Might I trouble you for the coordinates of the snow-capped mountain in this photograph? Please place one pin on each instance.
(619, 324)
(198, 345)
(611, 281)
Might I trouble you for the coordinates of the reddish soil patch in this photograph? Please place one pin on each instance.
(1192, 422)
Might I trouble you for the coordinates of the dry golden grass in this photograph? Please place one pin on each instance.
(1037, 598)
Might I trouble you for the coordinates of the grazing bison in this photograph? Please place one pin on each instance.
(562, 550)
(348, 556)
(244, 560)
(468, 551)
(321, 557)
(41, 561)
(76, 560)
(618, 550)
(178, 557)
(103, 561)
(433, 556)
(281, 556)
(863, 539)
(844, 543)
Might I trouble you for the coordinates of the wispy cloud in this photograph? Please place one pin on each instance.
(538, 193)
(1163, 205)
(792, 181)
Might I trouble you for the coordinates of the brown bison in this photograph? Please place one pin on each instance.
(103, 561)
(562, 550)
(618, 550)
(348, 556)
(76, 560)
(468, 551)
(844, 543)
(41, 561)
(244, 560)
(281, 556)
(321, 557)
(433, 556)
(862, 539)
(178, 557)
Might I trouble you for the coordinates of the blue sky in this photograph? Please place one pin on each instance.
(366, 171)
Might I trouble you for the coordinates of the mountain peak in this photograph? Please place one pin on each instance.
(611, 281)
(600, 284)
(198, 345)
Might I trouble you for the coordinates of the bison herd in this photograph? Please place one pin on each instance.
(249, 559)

-------

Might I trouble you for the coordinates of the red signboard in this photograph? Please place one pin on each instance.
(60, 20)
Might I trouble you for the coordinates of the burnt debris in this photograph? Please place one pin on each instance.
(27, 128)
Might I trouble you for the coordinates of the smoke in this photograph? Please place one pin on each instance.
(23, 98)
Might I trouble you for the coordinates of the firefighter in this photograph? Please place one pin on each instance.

-------

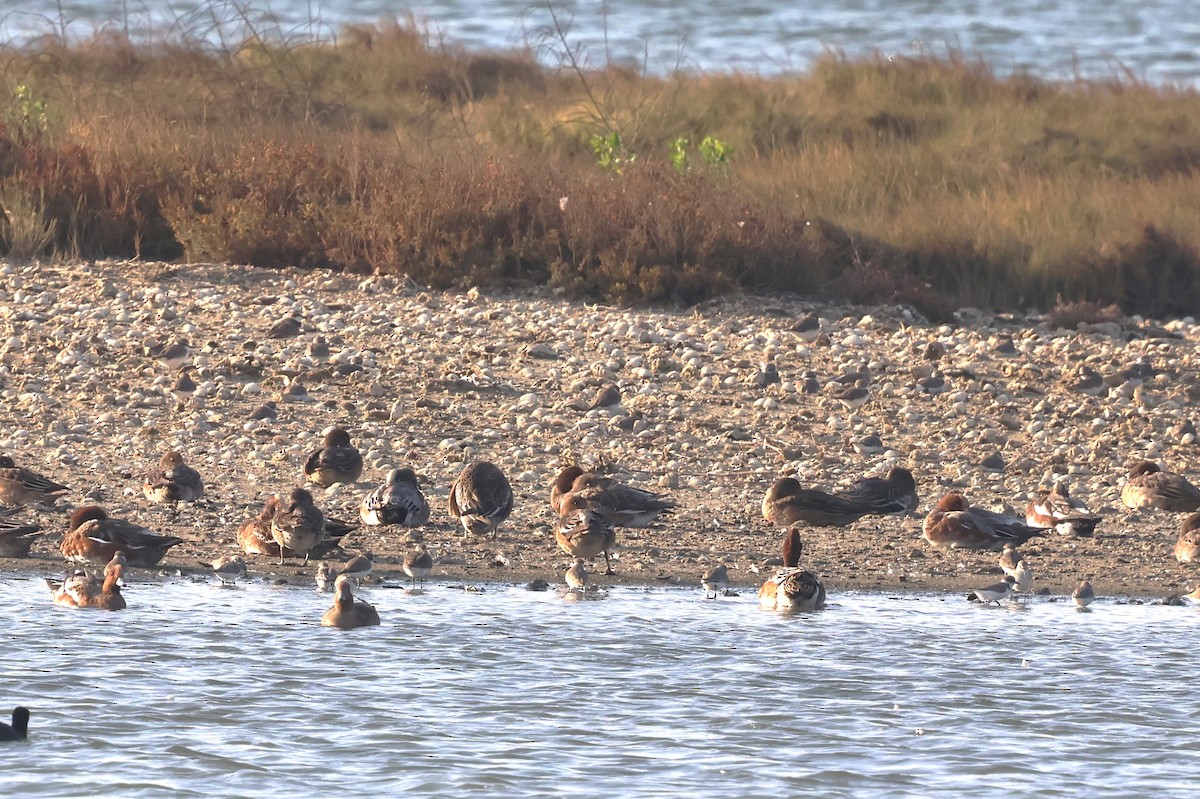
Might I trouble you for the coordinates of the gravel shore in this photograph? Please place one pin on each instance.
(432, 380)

-------

• Do this
Copy out the lines above exactly, from the line with "Might I trouble you for the coordinates of the reddish" to the line with "(1037, 598)", including both of those lines.

• Result of the task
Might I trouble you for the coordinates of the reddish soil patch in this photograph? Please place one pin on each instance.
(1192, 422)
Might I trouble you for the coordinates of the dry golden grass in this photograph? Please place one pin on each instance.
(1037, 598)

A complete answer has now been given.